Open Farm Day at Bear River Farms- Sept 19

Sept 19 – Open Farm Day at Bear River Farms contact Tilo or Saskia 467-041

photo by Gordon Delaney, Chronicle Herald.

10:00 am to 5:00 pm

For the third time, we would like to open our doors to the public.

Bear River Farms is the first Demeter Certified Biodynamic Farm in the Atlantic Provinces.

At Open Farm Day you can join one of the guided farm tours over the fields and you will see our livestock, the fields, the moveable Chicken Chalet and the new Bovine Palace.

Further you will get brief information about biodynamic farming practices and the Bear River Farms Sustainable Agri-Cultural Co-Operative.

Of course there will be snacks and refreshments available all day long.

Enjoy your Open Farm Day 2010 with your Friends and your Family at Bear River Farms.

Directions: take Hwy 101 to Exit 23 (not 23a) and follow the signs.

reprinted from the Chronicle Herald, September 9, 2010
WALDECK — Tilo and Saskia Kolass may have a solution to the dearth of young farmers in Nova Scotia.

The young couple has transformed their sprawling farm in Waldeck, Annapolis County, into the province’s first biodynamic farm co-operative.

What does that mean exactly?

It means that consumers of products from their newly formed Bear River Agricultural Co-operative may now buy into the farm, through investor or farm-worker shares, making the members part owners or co-producers.

“We have to do things differently,” Tilo Kolass, 35, said in an interview at his 100-hectare farm, a short drive from Bear River.

“It’s the only way I see farming making sense in the future.”

Shareholders in the co-op will help finance the farm’s daily operation and can get involved in the day-to-day work. In return, they will have voting shares and access to a wide variety of fresh, organically grown farm products, from eggs to poultry to freshly baked bread.

The goal is to sign up 50 members in the first year, beginning in October.

“Ideally, 50 members would be great for us,” said Kolass, a certified biodynamic farmer. “We break even after that number.”

■ DATASET EXTRACT
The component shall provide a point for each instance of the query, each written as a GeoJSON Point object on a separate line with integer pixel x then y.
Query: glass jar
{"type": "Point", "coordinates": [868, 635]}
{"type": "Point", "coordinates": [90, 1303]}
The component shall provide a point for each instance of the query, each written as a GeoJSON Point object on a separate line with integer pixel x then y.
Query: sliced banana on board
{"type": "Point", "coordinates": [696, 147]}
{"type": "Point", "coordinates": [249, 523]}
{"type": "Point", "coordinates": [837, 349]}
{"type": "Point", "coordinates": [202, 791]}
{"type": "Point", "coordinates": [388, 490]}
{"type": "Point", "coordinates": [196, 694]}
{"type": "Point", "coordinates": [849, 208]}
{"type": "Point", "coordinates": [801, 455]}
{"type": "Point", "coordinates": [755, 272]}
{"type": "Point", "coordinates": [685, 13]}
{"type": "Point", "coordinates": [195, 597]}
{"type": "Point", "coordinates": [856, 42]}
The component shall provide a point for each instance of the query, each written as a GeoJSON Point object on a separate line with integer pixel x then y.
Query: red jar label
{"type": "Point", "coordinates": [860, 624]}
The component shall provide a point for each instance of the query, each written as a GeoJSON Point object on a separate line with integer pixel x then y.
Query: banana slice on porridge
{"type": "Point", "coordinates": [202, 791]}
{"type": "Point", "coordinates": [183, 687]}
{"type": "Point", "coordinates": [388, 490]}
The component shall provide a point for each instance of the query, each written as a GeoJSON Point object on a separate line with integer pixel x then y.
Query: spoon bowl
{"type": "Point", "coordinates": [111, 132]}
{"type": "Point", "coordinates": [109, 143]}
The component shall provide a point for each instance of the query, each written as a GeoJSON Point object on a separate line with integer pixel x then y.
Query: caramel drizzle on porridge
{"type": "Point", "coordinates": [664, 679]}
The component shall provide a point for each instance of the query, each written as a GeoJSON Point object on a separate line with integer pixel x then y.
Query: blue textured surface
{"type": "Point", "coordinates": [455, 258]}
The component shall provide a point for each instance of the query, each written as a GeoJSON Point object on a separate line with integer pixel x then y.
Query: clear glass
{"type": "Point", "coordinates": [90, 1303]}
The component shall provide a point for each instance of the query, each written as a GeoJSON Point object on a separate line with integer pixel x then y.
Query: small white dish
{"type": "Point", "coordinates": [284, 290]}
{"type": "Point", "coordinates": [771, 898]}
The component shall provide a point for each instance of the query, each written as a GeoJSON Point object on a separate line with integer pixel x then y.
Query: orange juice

■ DIRECTIONS
(1) For the Bear River Farms notice, say whether each statement agrees with it: (a) Open Farm Day runs from 10:00 am to 5:00 pm; (b) the co-operative aims to sign up 100 members in its first year; (c) Tilo Kolass's farm covers 100 hectares. Answer yes or no for each, quoting the words of the text that decide it.
(2) Select every line of the records that contains the word "porridge".
The text and the records have no connection to each other.

■ ANSWERS IN ORDER
(1)
(a) Yes: "10:00 am to 5:00 pm"
(b) No: "The goal is to sign up 50 members in the first year, beginning in October."
(c) Yes: "his 100-hectare farm"

(2)
Query: banana slice on porridge
Query: caramel drizzle on porridge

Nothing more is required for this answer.